Would you return every line of the listing below that has "office" in it?

**Dataset records:**
|---|
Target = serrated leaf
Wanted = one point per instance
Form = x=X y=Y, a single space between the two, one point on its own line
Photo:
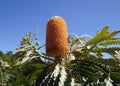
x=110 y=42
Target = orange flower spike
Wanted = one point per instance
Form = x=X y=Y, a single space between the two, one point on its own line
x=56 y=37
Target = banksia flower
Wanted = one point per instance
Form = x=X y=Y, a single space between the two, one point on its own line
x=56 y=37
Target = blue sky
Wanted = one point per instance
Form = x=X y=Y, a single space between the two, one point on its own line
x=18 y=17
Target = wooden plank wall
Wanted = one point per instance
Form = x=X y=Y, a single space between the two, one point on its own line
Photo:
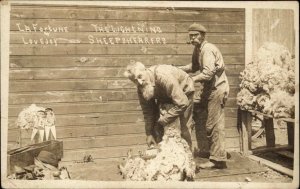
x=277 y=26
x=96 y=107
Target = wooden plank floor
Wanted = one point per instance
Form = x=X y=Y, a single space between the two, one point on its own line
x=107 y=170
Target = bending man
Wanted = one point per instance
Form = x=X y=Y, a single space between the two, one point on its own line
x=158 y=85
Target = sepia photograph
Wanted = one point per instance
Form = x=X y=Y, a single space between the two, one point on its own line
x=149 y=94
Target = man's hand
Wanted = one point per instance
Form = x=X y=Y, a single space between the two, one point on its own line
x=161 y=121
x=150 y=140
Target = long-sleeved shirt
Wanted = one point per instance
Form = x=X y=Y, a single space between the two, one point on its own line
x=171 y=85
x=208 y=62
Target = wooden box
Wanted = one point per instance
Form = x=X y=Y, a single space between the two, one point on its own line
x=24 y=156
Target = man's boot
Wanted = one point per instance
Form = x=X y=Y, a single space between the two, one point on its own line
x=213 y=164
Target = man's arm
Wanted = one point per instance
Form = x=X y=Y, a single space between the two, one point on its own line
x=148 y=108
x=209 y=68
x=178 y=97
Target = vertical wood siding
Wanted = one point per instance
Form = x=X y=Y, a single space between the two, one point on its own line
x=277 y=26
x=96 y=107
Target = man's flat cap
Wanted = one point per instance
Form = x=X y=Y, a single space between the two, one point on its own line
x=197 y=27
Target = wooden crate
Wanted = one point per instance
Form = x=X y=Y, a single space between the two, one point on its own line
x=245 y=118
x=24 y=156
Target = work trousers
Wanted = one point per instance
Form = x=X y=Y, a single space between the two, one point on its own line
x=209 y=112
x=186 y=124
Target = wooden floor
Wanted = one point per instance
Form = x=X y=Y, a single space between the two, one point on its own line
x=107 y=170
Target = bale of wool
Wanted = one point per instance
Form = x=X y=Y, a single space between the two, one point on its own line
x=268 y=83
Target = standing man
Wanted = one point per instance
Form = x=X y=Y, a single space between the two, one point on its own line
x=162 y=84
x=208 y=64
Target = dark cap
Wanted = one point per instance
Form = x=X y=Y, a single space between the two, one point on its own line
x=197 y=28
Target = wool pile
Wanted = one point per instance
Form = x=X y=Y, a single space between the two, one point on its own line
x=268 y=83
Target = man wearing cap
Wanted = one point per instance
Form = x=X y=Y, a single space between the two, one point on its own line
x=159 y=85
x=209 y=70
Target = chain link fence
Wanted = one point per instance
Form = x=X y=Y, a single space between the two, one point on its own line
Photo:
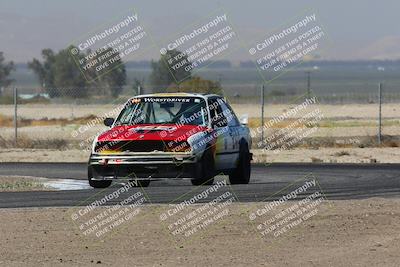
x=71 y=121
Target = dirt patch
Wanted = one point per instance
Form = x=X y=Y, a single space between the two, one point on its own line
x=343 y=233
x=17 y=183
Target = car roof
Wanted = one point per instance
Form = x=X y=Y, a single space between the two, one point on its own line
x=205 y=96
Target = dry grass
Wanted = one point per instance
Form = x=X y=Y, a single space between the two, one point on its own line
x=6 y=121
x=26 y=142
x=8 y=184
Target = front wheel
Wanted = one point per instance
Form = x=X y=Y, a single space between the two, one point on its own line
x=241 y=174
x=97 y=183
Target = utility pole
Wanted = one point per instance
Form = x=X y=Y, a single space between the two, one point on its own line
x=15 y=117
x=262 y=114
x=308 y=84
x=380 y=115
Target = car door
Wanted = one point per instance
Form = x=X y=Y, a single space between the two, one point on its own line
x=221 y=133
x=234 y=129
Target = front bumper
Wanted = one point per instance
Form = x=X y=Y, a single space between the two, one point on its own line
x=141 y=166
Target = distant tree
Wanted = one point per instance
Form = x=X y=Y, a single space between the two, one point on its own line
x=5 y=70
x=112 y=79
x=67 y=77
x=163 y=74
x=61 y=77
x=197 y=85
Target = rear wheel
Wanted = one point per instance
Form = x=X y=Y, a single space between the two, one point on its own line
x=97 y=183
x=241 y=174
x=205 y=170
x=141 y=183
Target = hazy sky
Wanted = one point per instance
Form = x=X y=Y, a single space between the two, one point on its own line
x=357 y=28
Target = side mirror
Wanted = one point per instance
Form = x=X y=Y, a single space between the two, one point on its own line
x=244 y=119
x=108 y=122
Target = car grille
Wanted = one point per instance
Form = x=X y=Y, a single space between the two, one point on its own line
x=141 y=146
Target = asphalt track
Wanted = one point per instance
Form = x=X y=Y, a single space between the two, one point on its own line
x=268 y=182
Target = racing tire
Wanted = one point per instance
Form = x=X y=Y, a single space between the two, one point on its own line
|---|
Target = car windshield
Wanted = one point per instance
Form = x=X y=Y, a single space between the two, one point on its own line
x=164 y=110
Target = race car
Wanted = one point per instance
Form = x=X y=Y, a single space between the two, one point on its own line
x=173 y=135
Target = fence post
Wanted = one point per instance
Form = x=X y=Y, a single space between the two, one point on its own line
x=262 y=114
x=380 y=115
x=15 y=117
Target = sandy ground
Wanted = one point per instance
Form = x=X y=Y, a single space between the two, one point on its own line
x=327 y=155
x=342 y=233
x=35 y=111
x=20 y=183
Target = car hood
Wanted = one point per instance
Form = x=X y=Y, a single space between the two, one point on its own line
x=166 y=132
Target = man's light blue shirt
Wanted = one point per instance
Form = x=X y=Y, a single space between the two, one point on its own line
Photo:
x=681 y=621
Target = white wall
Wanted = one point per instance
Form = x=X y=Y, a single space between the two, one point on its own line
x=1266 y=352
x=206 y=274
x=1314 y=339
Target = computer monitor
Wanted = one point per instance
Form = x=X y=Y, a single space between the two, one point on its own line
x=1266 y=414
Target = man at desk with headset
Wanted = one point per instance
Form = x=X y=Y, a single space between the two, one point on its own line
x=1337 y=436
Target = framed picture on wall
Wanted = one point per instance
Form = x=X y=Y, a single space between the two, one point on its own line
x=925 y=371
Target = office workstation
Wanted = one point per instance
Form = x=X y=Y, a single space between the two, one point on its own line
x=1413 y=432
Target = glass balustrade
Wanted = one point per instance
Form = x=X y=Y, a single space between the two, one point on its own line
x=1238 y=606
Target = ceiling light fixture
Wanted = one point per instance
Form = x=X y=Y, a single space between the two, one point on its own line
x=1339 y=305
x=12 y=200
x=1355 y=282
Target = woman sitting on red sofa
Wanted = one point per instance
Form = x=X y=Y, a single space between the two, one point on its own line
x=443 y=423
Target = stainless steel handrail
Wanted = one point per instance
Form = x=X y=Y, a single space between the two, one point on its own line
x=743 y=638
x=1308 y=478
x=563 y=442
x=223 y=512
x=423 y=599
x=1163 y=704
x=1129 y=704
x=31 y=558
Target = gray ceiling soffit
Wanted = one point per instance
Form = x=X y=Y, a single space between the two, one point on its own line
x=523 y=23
|---|
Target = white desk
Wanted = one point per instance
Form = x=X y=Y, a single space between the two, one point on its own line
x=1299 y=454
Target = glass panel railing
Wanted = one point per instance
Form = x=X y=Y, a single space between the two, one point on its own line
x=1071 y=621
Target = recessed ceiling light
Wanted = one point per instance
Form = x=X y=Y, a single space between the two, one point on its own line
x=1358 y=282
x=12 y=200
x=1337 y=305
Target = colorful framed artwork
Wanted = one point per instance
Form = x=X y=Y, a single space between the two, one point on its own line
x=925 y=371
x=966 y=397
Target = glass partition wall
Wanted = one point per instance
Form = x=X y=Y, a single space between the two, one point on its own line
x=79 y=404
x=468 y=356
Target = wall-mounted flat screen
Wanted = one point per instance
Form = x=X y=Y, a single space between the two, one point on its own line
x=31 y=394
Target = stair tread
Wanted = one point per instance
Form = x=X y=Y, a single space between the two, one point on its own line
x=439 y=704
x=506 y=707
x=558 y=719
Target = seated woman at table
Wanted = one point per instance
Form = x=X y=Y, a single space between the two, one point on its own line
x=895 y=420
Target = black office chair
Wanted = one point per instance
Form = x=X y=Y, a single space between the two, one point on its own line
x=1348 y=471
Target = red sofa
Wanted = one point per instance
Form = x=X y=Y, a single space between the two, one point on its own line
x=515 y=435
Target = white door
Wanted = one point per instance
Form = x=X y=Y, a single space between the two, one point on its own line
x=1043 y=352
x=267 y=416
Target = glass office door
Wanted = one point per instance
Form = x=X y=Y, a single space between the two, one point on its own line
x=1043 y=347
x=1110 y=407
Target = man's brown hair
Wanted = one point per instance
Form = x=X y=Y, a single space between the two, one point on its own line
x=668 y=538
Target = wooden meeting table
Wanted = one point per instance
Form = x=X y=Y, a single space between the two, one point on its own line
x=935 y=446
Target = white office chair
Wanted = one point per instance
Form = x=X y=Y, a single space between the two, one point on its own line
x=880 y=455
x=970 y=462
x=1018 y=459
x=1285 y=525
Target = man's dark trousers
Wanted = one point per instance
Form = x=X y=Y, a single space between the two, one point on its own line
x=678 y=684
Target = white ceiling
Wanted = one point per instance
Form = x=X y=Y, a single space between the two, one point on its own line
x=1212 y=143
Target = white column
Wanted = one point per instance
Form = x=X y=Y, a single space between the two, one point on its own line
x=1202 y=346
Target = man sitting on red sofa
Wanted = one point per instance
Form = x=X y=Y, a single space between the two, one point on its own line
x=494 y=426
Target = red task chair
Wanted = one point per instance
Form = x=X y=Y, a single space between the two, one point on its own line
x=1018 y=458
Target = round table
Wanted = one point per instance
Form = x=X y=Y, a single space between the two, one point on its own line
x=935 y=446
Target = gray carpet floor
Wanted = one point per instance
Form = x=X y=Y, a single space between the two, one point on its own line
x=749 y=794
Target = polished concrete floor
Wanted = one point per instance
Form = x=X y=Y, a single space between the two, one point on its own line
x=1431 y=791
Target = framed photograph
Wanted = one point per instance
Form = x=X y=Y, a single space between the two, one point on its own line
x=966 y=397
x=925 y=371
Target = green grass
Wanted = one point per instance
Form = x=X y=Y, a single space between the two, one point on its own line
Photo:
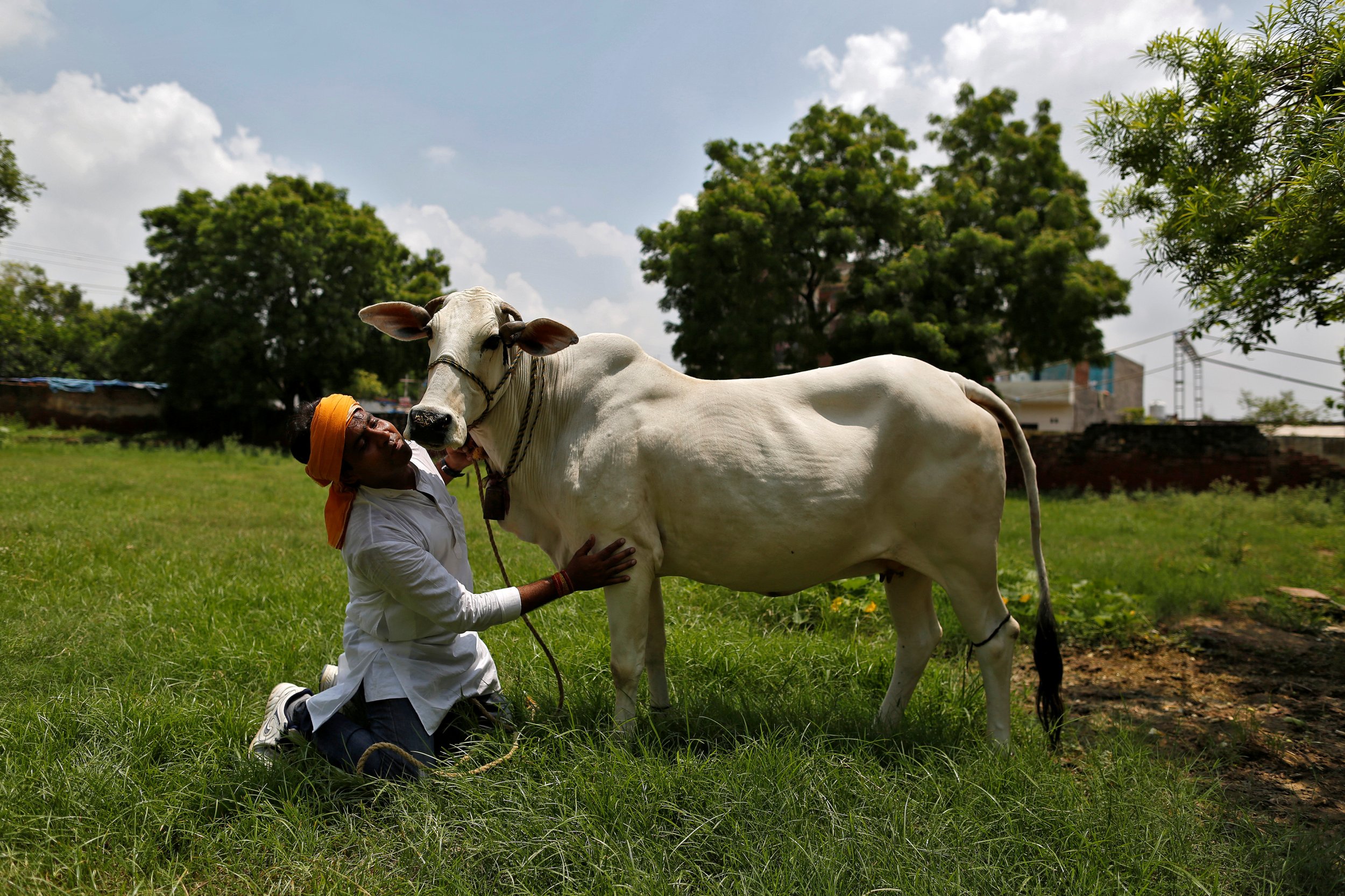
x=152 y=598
|---|
**Response area:**
Target = office workstation
Target = black office chair
Target = glass office door
Target = white office chair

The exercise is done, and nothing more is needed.